(Document text)

By: Mike Campbell
Meeting in Frankfurt, Germany yesterday, the European Central Bank (ECB) decided to hold interest rates at their current level (1%). The current rate is the lowest in the bank’s 10 year history and has been maintained since May as one measure to supply money markets with cheap finance to stimulate recovery within the EU. ECB head, Jean-Claude Trichet, forecast that the “severe contraction” that the European economy had experienced would be followed by a period of “stabilisation and gradual recovery”; hardly earth shattering news. The bank has revised its gloomy assessment for growth within the economic block and expects things to be not quite as bad as it previously thought. Current figures suggest that the economy will contract by between -3.8 to -4.4% in 2009 (the previous prediction was -4.1 to -5.1%). Trichet pointed out that their analysis incorporated a “large degree of uncertainty”. To amplify his point, figures from the Eurozone indicated that retail sales fell in August whilst the Purchasing Manager’s Index recorded a value of 50.4 for the same month which indicates an increase in economic activity. The message is clearly “watch this space”!

(End Document text)
(Data for analysis)

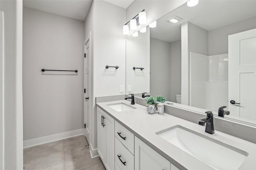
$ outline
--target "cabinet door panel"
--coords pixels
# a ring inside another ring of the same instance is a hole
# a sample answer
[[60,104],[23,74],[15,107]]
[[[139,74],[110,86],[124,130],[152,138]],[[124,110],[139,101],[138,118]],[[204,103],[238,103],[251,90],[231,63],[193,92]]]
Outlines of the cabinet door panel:
[[170,163],[137,137],[134,141],[135,170],[170,170]]
[[115,162],[115,170],[121,170],[116,162]]
[[115,121],[106,114],[106,168],[107,170],[115,169]]
[[[103,118],[104,114],[103,111],[100,109],[98,109],[98,152],[103,163],[106,164],[106,128],[103,127],[102,121],[106,123]],[[106,118],[105,118],[106,119]]]

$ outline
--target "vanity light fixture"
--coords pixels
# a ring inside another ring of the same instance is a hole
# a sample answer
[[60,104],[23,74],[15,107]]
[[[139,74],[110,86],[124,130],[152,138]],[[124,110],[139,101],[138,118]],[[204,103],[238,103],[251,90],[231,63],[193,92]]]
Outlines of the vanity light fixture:
[[147,23],[147,18],[146,12],[144,11],[139,13],[139,23],[140,24],[145,24]]
[[150,28],[154,28],[156,27],[156,21],[155,21],[152,23],[150,24],[148,26],[149,26],[149,27]]
[[177,22],[181,21],[182,20],[182,18],[179,17],[177,17],[177,16],[174,16],[170,18],[169,20],[169,21],[171,22],[172,23],[177,23]]
[[124,35],[129,34],[129,25],[125,25],[123,26],[123,34]]
[[140,30],[140,32],[142,33],[145,33],[146,31],[147,30],[147,29],[146,28],[146,27],[143,27]]
[[[145,10],[142,10],[140,12],[136,15],[136,16],[130,20],[129,21],[123,25],[123,34],[129,34],[129,25],[127,24],[128,24],[128,23],[129,22],[130,28],[131,30],[136,30],[137,29],[137,26],[140,24],[145,24],[146,23],[147,18],[146,14],[144,11],[145,11]],[[138,36],[138,35],[137,36]]]
[[190,0],[187,2],[187,5],[190,7],[195,6],[198,3],[198,0]]
[[130,27],[131,30],[135,30],[137,29],[137,20],[136,19],[132,19],[130,21]]
[[135,32],[135,33],[133,33],[132,35],[132,37],[138,37],[138,31]]

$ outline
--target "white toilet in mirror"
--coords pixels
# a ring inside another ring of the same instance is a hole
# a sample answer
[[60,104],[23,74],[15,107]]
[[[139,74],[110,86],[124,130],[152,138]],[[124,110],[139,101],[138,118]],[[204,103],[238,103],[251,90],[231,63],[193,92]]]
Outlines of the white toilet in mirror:
[[181,103],[181,94],[176,94],[176,103]]

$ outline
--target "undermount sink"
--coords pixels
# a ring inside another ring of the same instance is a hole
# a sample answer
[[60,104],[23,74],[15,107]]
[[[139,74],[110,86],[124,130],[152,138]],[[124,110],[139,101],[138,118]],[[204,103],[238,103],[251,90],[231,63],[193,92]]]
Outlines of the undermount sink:
[[217,170],[237,170],[248,153],[180,125],[156,134]]
[[124,103],[115,103],[108,104],[108,106],[117,111],[125,111],[136,109],[136,107]]

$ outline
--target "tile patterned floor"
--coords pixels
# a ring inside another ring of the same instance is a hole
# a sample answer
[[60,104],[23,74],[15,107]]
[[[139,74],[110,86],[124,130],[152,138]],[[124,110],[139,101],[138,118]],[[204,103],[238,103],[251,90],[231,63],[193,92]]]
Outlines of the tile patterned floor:
[[99,158],[91,158],[87,145],[80,135],[24,149],[24,170],[105,170]]

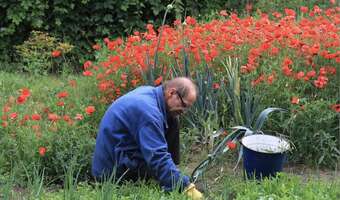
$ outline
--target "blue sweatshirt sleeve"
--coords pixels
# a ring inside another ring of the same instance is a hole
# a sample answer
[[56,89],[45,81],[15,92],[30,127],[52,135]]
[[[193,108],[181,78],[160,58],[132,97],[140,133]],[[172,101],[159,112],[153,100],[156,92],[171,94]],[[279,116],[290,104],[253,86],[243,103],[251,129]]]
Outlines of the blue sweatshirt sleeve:
[[177,186],[183,190],[189,185],[189,177],[181,174],[167,151],[163,127],[156,122],[144,123],[137,135],[142,155],[165,191],[172,191]]

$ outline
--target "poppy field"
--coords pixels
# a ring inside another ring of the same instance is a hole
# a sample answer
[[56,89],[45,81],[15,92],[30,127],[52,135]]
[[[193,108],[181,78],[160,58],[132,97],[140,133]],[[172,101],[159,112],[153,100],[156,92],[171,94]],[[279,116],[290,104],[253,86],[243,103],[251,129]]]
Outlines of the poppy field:
[[[291,141],[290,165],[336,173],[339,25],[340,7],[335,4],[327,9],[315,5],[258,11],[254,16],[222,10],[210,21],[187,16],[157,29],[148,24],[144,32],[126,38],[101,39],[92,46],[95,59],[84,62],[80,74],[0,72],[0,198],[11,199],[17,188],[26,188],[19,194],[38,199],[185,199],[177,193],[163,194],[153,183],[151,189],[132,185],[138,191],[134,194],[129,185],[121,190],[114,183],[98,186],[91,183],[90,174],[97,128],[108,105],[140,85],[156,86],[176,76],[191,77],[199,88],[197,102],[181,117],[185,159],[180,167],[188,174],[190,157],[203,159],[222,139],[213,137],[215,130],[223,127],[228,134],[230,127],[251,126],[254,115],[266,107],[288,110],[273,115],[264,129]],[[59,47],[47,52],[48,64],[61,65],[66,53]],[[234,151],[224,162],[234,162],[240,144],[226,145]],[[202,150],[199,155],[197,148]],[[340,195],[336,180],[327,183],[282,174],[260,187],[244,182],[240,171],[210,181],[208,188],[217,193],[208,192],[208,197],[337,199]],[[301,181],[306,184],[295,190]],[[46,192],[45,185],[62,189]]]

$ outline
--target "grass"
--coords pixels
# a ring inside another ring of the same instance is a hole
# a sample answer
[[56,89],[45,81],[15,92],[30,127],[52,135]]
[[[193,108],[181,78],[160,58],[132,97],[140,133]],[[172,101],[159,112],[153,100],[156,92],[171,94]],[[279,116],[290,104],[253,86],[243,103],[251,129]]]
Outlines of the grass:
[[[42,177],[37,177],[38,182]],[[39,184],[40,185],[40,184]],[[74,187],[62,189],[60,186],[14,187],[9,180],[0,186],[1,199],[187,199],[183,194],[164,193],[155,182],[126,183],[122,186],[111,182],[95,184],[81,182]],[[39,191],[39,192],[38,192]],[[245,181],[242,176],[225,174],[218,182],[209,185],[205,191],[206,199],[307,199],[307,200],[336,200],[340,198],[339,180],[322,180],[309,177],[303,179],[297,175],[282,173],[277,178],[265,179],[262,182]]]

(End Data for analysis)

» To do:
(1) In the article on the European Central Bank's rate decision, what value did the Purchasing Manager's Index record for August?
(2) Go on with the article about the European Central Bank's rate decision, picking up after its last sentence.

» Answers to the exercises:
(1) 50.4

(2)
Yesterday’s market close in Europe showed all the major indices down on the day. In contrast, both the Dow and Nasdaq closed up. In early trading today, all of the European markets are in positive territory. The Nikkei index closed slightly lower; it was down by -0.27% points at 10187.1 points.
On the currency front, the US Dollar was trading lower against the Yen, the Euro and the British Pound Sterling. It was also fractionally lower against the Chinese currency, the Yuan.